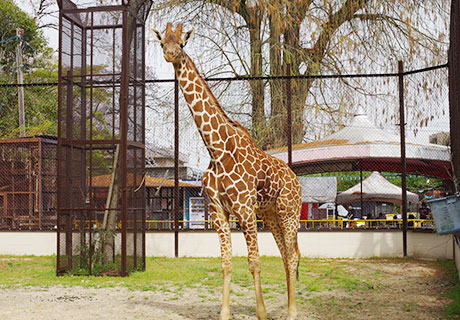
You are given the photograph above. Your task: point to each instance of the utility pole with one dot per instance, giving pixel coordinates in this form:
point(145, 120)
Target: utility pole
point(22, 123)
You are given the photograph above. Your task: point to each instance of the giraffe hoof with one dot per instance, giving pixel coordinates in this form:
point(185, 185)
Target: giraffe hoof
point(224, 315)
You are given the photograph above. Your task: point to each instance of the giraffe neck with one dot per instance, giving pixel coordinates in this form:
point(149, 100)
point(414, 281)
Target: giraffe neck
point(213, 123)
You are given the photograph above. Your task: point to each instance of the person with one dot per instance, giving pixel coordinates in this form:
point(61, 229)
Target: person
point(350, 216)
point(381, 217)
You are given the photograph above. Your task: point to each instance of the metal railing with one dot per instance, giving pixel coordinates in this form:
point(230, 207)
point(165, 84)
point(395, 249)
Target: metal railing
point(323, 224)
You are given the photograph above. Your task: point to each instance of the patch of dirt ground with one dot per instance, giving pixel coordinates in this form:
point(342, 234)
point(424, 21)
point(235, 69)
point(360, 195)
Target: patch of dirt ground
point(399, 290)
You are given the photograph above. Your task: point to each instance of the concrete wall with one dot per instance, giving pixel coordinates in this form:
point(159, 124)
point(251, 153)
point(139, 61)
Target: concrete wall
point(311, 244)
point(457, 256)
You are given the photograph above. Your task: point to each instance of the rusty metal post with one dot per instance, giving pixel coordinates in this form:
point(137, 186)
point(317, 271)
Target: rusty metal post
point(402, 128)
point(176, 168)
point(289, 114)
point(124, 140)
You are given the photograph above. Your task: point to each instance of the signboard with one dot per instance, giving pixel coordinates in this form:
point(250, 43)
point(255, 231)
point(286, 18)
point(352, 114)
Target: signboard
point(197, 211)
point(446, 214)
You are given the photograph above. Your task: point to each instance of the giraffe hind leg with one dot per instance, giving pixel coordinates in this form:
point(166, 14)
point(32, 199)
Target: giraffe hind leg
point(288, 217)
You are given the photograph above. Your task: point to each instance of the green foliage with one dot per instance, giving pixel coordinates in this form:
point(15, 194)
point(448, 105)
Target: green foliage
point(93, 250)
point(40, 104)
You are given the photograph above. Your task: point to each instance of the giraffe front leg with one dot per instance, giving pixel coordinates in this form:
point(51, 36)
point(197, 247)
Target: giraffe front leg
point(223, 231)
point(249, 227)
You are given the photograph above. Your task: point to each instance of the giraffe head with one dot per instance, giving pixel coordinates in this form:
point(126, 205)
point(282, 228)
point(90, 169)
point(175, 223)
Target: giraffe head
point(173, 42)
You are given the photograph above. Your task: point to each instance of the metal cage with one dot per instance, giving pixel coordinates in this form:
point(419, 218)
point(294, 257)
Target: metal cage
point(101, 135)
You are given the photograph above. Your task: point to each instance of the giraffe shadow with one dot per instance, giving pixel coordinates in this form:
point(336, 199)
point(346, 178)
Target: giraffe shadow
point(208, 310)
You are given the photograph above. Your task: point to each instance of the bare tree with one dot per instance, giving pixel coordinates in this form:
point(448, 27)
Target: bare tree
point(314, 37)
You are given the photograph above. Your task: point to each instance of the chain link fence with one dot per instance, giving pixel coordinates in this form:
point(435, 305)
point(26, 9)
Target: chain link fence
point(345, 148)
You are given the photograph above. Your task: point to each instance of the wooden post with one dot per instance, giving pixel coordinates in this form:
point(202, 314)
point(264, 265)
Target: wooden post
point(402, 128)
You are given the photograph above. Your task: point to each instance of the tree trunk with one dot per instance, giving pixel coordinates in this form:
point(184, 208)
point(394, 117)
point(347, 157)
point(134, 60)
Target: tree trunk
point(454, 88)
point(113, 198)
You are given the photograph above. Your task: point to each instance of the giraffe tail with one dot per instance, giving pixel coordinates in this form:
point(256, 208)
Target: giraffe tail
point(297, 271)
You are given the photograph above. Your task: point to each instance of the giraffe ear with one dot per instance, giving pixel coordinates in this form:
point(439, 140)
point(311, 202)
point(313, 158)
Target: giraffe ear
point(187, 36)
point(156, 35)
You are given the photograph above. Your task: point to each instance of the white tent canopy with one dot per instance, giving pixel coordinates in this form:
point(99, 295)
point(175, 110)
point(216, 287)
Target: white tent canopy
point(363, 145)
point(318, 189)
point(375, 188)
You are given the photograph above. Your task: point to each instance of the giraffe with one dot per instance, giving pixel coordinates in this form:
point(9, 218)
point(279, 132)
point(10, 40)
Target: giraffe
point(241, 179)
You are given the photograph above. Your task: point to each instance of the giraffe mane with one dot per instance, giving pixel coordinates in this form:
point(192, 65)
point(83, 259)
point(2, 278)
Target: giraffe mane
point(216, 103)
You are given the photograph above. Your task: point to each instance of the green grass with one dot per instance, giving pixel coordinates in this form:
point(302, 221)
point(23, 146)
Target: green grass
point(452, 311)
point(174, 274)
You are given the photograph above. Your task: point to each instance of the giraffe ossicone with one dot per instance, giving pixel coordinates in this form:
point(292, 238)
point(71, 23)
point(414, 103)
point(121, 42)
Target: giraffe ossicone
point(241, 178)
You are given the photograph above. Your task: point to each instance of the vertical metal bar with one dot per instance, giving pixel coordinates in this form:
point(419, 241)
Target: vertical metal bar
point(289, 113)
point(143, 199)
point(40, 187)
point(59, 147)
point(454, 90)
point(361, 187)
point(134, 201)
point(176, 168)
point(124, 136)
point(403, 154)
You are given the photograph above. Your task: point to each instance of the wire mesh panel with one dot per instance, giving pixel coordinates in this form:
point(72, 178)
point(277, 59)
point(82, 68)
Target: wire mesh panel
point(340, 134)
point(101, 190)
point(28, 183)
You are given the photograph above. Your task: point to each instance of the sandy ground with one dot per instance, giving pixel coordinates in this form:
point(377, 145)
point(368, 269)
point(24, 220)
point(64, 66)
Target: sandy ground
point(413, 290)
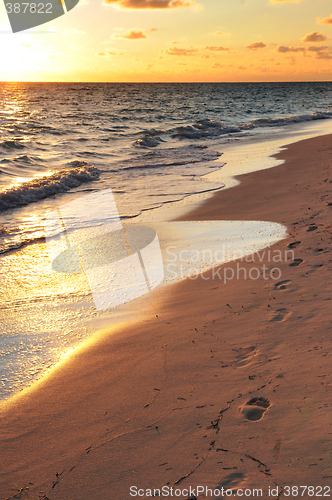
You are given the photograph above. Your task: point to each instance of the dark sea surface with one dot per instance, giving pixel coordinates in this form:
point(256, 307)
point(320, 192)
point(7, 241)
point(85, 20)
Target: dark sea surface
point(150, 143)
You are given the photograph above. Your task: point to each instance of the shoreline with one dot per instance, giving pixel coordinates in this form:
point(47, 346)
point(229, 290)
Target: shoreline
point(192, 371)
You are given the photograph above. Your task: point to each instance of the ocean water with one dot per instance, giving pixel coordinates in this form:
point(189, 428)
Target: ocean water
point(152, 144)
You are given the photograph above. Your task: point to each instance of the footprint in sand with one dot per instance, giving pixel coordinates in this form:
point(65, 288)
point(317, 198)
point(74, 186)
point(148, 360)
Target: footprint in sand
point(294, 244)
point(255, 408)
point(282, 285)
point(231, 481)
point(281, 314)
point(296, 262)
point(245, 354)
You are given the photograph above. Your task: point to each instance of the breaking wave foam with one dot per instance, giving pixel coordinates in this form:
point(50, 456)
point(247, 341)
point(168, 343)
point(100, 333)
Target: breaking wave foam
point(43, 187)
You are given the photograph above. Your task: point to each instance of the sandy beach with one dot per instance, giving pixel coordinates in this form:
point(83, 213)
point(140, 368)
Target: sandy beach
point(225, 385)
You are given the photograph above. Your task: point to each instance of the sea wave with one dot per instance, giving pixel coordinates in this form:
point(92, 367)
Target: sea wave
point(12, 145)
point(213, 128)
point(48, 185)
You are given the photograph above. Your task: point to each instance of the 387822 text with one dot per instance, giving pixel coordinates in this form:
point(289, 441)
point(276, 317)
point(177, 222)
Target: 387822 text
point(29, 8)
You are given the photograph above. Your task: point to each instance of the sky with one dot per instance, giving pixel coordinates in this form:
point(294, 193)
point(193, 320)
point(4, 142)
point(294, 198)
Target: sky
point(174, 41)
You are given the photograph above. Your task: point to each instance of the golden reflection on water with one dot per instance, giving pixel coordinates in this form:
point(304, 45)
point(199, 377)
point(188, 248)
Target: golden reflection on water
point(43, 315)
point(28, 275)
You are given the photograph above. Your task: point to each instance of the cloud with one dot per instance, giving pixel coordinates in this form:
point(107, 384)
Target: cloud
point(256, 45)
point(286, 1)
point(131, 35)
point(109, 53)
point(326, 20)
point(174, 51)
point(74, 31)
point(150, 4)
point(284, 49)
point(217, 49)
point(317, 49)
point(314, 37)
point(323, 55)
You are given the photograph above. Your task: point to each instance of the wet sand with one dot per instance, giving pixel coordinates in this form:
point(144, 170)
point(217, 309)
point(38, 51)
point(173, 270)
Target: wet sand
point(222, 385)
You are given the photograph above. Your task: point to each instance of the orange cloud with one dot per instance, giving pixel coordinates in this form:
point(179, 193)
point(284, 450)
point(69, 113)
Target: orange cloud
point(217, 49)
point(323, 55)
point(284, 49)
point(327, 20)
point(256, 45)
point(284, 1)
point(131, 35)
point(174, 51)
point(150, 4)
point(314, 37)
point(317, 49)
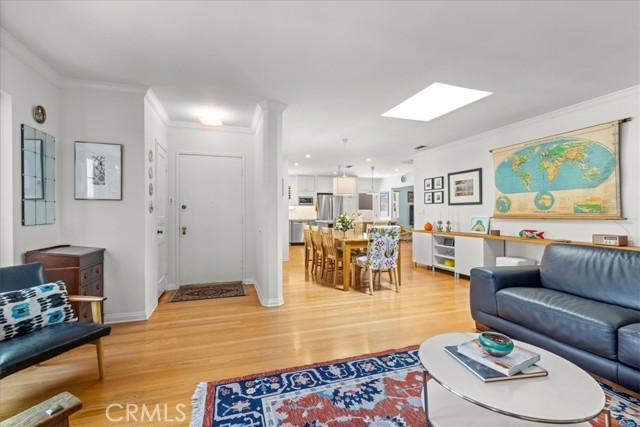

---

Starting at the line that has "point(217, 309)" and ending at the line that has "point(179, 193)", please write out the lines above exactly, leaving out all others.

point(217, 309)
point(38, 51)
point(173, 270)
Target: wet sand
point(222, 385)
You are given the photograph above. Your task: point to each instance of the orange cloud with one dot per instance, giving pixel coordinates in this form:
point(179, 193)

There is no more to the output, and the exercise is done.